• _Activity_
Work through the data below and copy out every line where "woman" is found.

START Records supplied

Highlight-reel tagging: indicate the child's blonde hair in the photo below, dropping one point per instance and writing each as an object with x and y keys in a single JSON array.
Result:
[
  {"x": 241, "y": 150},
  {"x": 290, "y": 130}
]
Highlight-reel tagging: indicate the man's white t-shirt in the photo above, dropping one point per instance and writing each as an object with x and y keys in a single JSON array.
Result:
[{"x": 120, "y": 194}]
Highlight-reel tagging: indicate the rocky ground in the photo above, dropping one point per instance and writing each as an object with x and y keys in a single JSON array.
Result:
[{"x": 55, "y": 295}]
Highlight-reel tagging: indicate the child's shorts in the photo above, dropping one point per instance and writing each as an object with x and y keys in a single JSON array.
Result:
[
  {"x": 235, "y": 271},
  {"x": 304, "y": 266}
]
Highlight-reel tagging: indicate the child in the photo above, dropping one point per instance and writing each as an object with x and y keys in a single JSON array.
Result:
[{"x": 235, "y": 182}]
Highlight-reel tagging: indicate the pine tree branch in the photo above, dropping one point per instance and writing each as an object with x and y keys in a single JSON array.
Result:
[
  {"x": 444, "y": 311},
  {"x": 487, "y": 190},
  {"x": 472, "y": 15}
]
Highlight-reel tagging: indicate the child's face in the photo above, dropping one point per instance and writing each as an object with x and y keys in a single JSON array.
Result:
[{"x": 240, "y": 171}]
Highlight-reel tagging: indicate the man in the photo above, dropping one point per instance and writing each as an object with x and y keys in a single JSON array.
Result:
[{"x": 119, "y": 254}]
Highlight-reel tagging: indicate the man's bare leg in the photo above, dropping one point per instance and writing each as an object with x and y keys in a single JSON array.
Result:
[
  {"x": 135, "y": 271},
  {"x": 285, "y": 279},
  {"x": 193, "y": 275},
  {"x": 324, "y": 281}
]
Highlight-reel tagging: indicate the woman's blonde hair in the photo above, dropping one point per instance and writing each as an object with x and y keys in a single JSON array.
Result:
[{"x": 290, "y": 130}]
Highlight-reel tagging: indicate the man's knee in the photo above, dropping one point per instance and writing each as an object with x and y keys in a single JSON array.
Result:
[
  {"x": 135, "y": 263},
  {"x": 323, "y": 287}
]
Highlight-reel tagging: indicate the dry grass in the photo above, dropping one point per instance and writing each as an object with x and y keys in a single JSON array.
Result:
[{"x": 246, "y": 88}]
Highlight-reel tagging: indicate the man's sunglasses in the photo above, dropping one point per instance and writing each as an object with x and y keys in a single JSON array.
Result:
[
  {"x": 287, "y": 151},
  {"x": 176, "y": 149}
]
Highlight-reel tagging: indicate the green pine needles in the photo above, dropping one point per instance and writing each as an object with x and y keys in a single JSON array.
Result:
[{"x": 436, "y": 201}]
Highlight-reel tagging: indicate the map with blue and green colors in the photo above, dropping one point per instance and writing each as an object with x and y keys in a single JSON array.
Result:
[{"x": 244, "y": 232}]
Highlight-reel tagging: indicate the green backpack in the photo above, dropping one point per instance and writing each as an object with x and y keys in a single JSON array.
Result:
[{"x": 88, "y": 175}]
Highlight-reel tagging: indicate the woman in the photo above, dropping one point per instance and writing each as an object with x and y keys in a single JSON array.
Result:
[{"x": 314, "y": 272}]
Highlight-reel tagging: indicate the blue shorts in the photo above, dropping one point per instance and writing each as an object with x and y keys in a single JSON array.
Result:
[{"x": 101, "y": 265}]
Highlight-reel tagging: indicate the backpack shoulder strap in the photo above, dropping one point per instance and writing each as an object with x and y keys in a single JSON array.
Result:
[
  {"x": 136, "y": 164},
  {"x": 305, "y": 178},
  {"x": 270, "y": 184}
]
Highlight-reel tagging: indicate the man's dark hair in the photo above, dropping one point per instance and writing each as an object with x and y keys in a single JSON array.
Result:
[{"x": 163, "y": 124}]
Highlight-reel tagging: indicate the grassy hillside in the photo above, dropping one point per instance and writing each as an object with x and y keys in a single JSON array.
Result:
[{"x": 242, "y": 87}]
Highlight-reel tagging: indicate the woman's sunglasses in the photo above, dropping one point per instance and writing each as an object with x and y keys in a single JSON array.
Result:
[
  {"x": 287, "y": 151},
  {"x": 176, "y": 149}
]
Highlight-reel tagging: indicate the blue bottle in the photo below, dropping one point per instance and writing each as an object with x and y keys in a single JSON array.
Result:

END Records supplied

• _Exercise output_
Highlight-reel tagging: indicate the woman's blonde hair in the photo above, dropping one point per instance and writing each as an object with x and y keys in a single JSON array.
Highlight-reel tagging: indicate the woman in the photo above, dropping one point per instance and writing each as an object with x and y keys in a single JSON array.
Highlight-reel tagging: indicate the woman's sunglasses in the photo above, dropping one point per instance and writing each as an object with x and y keys in a single JSON array.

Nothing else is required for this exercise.